┌──

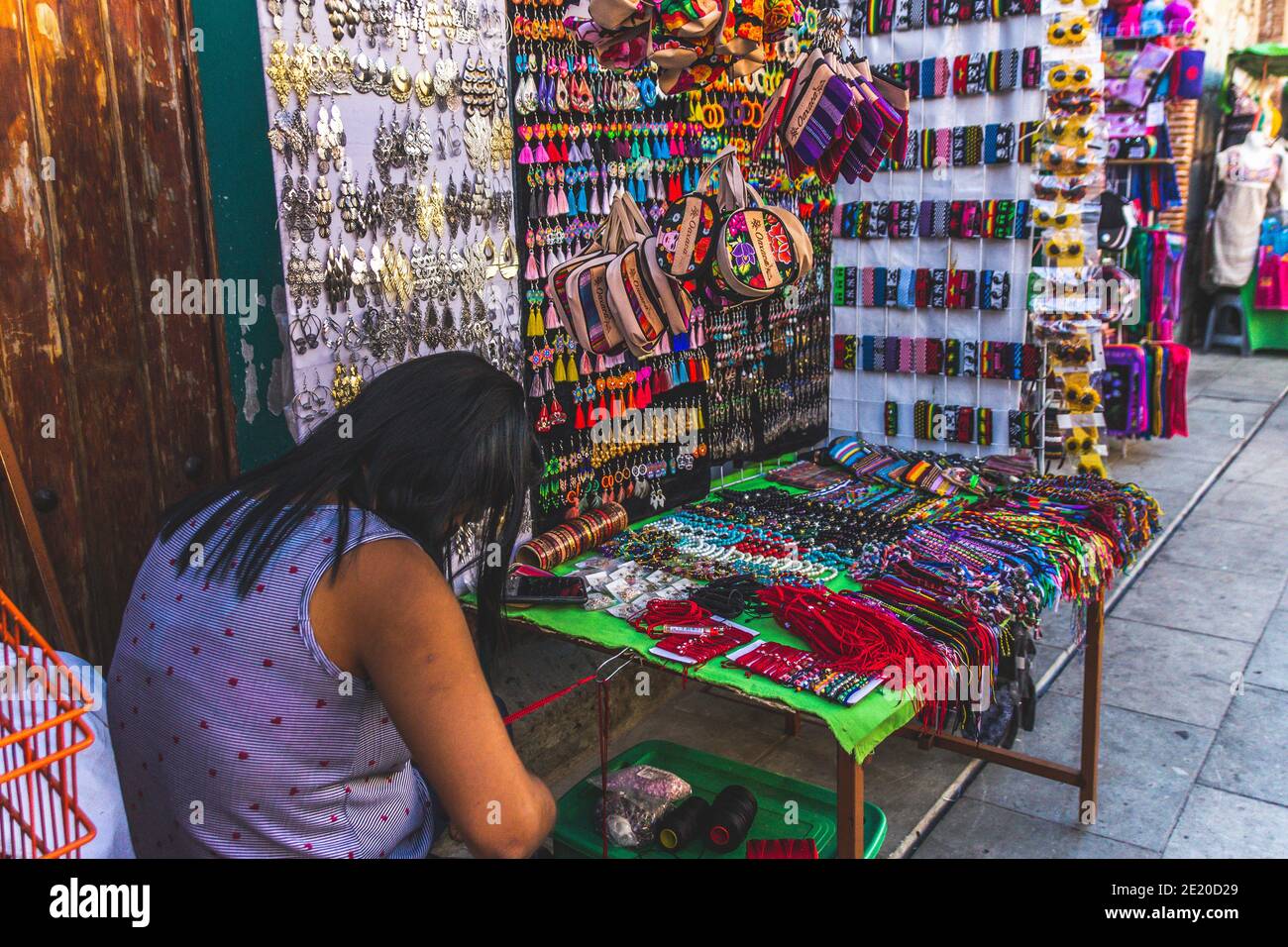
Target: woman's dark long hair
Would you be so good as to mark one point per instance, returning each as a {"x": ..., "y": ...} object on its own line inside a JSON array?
[{"x": 426, "y": 446}]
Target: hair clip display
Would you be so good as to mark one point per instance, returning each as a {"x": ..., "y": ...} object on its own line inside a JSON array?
[{"x": 928, "y": 250}]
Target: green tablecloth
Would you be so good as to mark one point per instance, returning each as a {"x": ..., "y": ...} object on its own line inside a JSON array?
[{"x": 858, "y": 728}]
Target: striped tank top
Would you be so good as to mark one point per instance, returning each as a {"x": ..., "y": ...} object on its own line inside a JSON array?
[{"x": 236, "y": 736}]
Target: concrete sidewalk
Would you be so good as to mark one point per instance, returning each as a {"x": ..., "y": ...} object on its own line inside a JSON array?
[{"x": 1193, "y": 754}]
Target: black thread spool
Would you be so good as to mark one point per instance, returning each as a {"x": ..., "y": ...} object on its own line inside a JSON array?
[
  {"x": 729, "y": 821},
  {"x": 683, "y": 823}
]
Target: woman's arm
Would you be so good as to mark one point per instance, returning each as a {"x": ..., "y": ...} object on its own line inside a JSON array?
[{"x": 391, "y": 617}]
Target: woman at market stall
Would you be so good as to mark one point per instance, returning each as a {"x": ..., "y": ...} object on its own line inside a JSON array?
[{"x": 294, "y": 674}]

└──

• **Short problem**
Rewrite every line of the records above as a numbered list, omitting blank lines and leaving out the pictures.

• **The completed task**
1. Target: woman's dark long hair
2. Would you be so good as to mark one point per instance, returning each as a {"x": ..., "y": ...} object on its own line inside a JSON array?
3. [{"x": 426, "y": 446}]
4. Target: hair clip display
5. Would you be so good as to mark one point per instance, returning each as a {"x": ..., "y": ...} object on its own line inside a JSON array?
6. [{"x": 928, "y": 250}]
7. Target: green tablecloth
8. Would you be so good as to mark one point per instance, returning each as a {"x": ..., "y": ...} object on its own line inside a JSON array?
9. [{"x": 858, "y": 728}]
10. Target: striped tank top
11. Would you be so good as to mark one point per instance, returning each as a {"x": ..., "y": ...} object on its own line inside a JSON array?
12. [{"x": 236, "y": 736}]
13. Target: concrete sidewalk
14. Would you be so good as to mark one point per instance, returning each as a {"x": ..., "y": ...} object on its own line inside a JSON array?
15. [{"x": 1193, "y": 754}]
16. Target: black thread spool
17. Would you be so good as to mark one point per instance, returning each as a {"x": ..., "y": ...} object on its own line inside a JSON array?
18. [
19.   {"x": 729, "y": 821},
20.   {"x": 683, "y": 823}
21. ]
22. Target: woman's arm
23. Would you be so good as to mark one point per instance, returning each as a {"x": ..., "y": ...} object on its own line inside a JSON array?
24. [{"x": 391, "y": 617}]
25. Target: woman at market stall
26. Would you be so good as to mark one point per instance, returning each as a {"x": ..., "y": ...} object on its own line inside a JSON array?
27. [{"x": 294, "y": 674}]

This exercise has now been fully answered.